Position annotation records:
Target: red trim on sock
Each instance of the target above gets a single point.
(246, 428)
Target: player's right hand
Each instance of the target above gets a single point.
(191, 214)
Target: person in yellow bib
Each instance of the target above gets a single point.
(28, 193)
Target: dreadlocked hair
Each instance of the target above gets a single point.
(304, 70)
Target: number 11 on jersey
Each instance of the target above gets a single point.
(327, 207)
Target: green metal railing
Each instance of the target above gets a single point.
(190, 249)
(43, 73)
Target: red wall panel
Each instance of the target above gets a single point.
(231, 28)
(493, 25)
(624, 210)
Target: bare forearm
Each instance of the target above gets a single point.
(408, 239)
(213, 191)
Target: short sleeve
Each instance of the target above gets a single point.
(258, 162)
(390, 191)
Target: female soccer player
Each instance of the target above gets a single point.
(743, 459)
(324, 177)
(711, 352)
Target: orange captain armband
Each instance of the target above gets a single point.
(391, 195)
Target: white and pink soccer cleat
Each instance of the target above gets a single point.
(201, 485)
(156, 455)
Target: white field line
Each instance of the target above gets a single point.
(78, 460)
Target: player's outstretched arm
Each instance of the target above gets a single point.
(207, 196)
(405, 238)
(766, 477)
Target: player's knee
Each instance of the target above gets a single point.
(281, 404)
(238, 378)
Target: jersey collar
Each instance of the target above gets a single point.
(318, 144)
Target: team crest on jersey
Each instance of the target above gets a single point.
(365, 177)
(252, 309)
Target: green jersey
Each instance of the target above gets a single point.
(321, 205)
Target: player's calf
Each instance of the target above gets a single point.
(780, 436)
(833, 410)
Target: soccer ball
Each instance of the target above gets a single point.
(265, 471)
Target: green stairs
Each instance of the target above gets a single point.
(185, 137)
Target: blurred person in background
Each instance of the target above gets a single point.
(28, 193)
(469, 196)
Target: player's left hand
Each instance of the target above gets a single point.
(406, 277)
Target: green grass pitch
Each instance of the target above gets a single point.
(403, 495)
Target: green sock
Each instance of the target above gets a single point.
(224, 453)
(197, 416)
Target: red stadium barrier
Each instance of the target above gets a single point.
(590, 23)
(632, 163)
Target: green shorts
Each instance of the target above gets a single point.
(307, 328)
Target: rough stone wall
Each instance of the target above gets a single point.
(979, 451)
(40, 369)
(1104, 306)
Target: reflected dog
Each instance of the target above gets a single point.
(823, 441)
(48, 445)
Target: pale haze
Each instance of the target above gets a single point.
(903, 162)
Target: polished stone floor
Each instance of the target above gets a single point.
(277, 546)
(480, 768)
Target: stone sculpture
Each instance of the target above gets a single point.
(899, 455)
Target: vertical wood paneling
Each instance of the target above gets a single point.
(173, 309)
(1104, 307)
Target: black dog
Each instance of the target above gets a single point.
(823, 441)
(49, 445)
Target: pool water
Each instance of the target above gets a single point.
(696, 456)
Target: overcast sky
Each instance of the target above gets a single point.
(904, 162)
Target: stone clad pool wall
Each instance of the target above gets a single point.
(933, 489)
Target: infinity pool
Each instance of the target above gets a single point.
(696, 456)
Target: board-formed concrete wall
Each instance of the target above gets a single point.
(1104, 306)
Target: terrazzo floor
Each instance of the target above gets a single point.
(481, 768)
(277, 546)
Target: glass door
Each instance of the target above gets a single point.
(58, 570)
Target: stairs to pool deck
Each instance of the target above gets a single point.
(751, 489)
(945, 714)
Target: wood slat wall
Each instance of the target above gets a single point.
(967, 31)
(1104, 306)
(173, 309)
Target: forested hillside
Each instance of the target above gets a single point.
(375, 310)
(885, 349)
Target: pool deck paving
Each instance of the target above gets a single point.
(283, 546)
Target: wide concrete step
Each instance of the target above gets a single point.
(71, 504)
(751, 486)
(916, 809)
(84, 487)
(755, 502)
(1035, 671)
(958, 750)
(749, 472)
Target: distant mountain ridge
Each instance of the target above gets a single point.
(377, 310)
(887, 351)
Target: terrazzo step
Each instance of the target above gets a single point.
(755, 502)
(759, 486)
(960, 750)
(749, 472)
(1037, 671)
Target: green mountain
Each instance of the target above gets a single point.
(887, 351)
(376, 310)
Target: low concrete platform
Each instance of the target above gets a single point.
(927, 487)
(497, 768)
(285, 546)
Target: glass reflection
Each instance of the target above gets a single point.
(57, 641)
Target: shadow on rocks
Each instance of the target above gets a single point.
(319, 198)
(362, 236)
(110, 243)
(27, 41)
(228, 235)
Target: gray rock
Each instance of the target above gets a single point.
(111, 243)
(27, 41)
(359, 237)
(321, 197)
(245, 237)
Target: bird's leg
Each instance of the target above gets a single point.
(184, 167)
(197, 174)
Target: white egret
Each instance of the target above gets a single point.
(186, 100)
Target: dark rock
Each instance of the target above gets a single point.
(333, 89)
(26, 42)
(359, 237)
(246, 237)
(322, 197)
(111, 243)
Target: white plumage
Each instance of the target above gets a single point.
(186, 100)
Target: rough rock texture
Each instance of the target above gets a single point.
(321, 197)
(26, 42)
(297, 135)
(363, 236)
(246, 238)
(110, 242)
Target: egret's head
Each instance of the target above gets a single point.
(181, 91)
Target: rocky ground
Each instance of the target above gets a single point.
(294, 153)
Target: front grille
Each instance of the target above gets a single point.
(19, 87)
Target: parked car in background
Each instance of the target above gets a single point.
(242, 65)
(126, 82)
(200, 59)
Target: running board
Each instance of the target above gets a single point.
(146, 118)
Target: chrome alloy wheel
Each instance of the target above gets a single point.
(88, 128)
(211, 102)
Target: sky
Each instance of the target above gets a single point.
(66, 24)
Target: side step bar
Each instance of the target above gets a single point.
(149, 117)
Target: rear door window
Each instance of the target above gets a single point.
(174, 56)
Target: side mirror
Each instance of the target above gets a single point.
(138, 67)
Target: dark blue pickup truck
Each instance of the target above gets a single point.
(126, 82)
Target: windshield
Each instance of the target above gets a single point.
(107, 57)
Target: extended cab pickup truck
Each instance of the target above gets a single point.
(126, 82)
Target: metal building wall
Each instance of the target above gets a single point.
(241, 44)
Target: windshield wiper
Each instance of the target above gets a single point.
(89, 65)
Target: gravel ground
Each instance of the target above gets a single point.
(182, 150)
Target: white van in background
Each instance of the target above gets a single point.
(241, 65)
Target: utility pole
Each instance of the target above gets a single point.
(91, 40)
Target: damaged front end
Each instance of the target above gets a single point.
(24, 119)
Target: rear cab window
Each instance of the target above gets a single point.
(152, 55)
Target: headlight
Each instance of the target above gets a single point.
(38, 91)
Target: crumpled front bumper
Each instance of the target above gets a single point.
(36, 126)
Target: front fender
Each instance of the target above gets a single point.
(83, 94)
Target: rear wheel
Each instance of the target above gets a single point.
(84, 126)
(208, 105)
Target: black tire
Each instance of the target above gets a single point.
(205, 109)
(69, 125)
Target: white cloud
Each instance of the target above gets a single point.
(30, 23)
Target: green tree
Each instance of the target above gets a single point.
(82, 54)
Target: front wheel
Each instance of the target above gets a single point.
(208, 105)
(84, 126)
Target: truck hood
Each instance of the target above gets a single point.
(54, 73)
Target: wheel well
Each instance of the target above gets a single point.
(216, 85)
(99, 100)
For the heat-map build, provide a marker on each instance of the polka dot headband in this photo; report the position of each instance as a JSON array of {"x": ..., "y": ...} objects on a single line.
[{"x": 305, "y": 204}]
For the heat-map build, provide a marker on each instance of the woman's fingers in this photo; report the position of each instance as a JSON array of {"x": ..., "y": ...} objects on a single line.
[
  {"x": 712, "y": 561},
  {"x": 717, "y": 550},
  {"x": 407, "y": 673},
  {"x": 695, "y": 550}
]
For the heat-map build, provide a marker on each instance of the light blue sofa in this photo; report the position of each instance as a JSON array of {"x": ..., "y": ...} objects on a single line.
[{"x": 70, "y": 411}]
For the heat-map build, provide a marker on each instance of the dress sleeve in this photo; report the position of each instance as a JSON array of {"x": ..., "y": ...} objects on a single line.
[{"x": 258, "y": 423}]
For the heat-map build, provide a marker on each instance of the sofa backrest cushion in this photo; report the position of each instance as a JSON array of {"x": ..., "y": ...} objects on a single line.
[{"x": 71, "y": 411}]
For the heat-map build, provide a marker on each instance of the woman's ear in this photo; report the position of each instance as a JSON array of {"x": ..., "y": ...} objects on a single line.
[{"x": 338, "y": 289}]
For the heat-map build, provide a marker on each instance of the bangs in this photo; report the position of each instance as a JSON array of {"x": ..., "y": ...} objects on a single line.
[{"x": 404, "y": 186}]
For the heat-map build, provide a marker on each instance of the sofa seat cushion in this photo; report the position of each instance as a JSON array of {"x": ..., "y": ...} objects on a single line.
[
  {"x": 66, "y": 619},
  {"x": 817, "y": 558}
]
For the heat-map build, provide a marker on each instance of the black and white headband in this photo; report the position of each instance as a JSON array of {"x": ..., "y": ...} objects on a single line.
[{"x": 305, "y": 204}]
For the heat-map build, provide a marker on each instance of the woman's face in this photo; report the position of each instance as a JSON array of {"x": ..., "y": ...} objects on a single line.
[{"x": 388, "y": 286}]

▸ Work instructions: Copy only this span: the line that contains "the sofa backrest", the last line, and every line between them.

▸ Response to this task:
For the heat-map build, provide a marker on each instance of the sofa backrest cushion in this photo; report the position of each instance as a JSON array of {"x": ..., "y": ...} objects on a single line.
[{"x": 71, "y": 411}]
For the heat-map build, provide a marker on each instance of the woman's ear in this photo; report the position of each instance as a JSON array of {"x": ..., "y": ...} objects on a single line.
[{"x": 338, "y": 289}]
For the heat-map build, provide a marker on each instance of the bangs in this photo; report the position of each instance as a JSON array of {"x": ..., "y": ...} objects on a single line.
[{"x": 404, "y": 186}]
For the heat-map build, provide a marker on each instance of the sofa seat cushion in this photo; report the position of each instance as a JSON array of {"x": ..., "y": ...} objects on a single line.
[
  {"x": 66, "y": 619},
  {"x": 817, "y": 558}
]
For the heat-map build, provide a marker on each instance of the black and white headband in this photo; report the position of each instance as a JSON array of {"x": ..., "y": ...} objects on a single line.
[{"x": 305, "y": 204}]
For the heat-map build, provide a marker on each instance of the woman's face in this photo; report the position of each instance as a JSON array of {"x": ..., "y": ...} objects on a single line.
[{"x": 388, "y": 286}]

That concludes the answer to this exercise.